-- Start MATERIAL PROVIDED --
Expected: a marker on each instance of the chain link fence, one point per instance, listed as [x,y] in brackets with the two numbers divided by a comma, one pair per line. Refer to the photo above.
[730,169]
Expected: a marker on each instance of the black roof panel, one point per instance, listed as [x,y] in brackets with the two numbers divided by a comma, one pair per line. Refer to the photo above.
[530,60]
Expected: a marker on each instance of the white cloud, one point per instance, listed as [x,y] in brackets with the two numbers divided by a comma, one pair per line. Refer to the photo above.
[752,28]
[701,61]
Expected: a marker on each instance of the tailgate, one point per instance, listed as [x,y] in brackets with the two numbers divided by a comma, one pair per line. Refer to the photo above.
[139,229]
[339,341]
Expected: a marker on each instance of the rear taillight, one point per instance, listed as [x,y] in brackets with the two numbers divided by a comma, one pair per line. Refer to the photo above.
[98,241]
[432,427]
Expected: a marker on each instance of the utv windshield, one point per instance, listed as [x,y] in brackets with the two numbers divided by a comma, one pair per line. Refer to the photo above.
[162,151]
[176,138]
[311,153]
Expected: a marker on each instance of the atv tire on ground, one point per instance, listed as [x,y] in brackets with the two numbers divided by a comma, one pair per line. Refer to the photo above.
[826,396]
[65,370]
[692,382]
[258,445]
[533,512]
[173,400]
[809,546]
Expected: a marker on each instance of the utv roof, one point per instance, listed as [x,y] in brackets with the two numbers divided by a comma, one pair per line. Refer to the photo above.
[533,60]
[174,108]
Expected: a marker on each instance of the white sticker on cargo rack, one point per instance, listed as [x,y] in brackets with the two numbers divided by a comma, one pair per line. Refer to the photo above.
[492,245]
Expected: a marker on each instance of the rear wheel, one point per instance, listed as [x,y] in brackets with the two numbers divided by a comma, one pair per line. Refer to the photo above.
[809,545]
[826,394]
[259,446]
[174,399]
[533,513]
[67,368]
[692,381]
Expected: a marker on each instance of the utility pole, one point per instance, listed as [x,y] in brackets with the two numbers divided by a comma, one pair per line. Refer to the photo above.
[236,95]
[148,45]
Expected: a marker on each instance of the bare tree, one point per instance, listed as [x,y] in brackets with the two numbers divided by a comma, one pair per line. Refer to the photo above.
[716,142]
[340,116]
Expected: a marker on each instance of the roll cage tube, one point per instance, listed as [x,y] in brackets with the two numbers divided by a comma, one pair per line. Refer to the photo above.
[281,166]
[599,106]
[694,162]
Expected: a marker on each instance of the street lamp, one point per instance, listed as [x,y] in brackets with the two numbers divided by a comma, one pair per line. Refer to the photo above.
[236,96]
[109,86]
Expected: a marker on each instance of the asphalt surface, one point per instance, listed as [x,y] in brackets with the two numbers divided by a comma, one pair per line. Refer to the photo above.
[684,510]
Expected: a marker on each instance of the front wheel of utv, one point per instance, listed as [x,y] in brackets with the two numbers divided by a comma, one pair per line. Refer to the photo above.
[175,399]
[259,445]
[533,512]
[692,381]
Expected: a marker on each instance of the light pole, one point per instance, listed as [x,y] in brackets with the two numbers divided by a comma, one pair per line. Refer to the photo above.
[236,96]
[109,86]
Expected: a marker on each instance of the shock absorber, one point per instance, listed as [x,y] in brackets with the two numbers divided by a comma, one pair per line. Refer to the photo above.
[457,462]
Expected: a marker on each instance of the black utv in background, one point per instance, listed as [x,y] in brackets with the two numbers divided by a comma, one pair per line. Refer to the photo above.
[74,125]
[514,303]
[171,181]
-- End MATERIAL PROVIDED --
-- Start MATERIAL PROVIDED --
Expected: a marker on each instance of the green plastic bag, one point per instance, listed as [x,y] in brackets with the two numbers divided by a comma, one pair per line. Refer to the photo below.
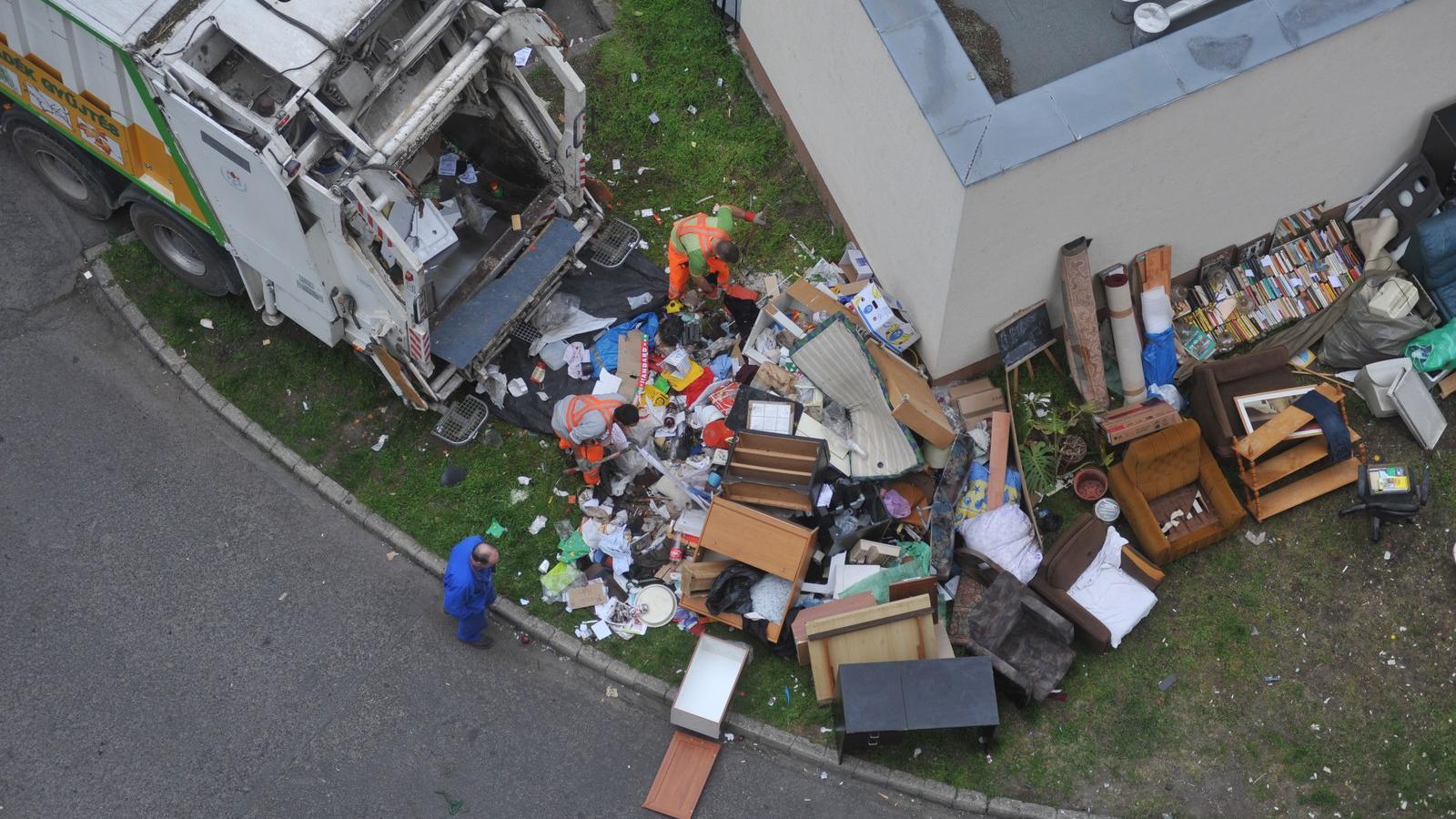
-- End MATERIAL PROVIDED --
-- Start MATERIAL PROVIDED --
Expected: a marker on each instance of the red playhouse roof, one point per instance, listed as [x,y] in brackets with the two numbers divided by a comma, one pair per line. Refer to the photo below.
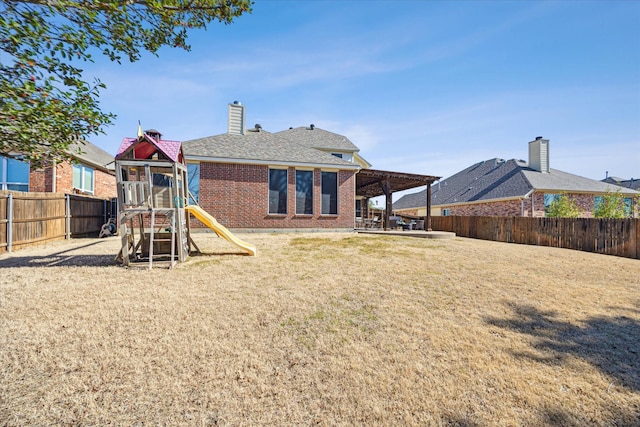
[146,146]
-- End MATERIAL PROVIDED --
§ SHORT PROBLEM:
Count the lines of the data above that contain the word "roof", treating case as significant, and give only the number.

§ ANSWER TO THIS EXERCISE:
3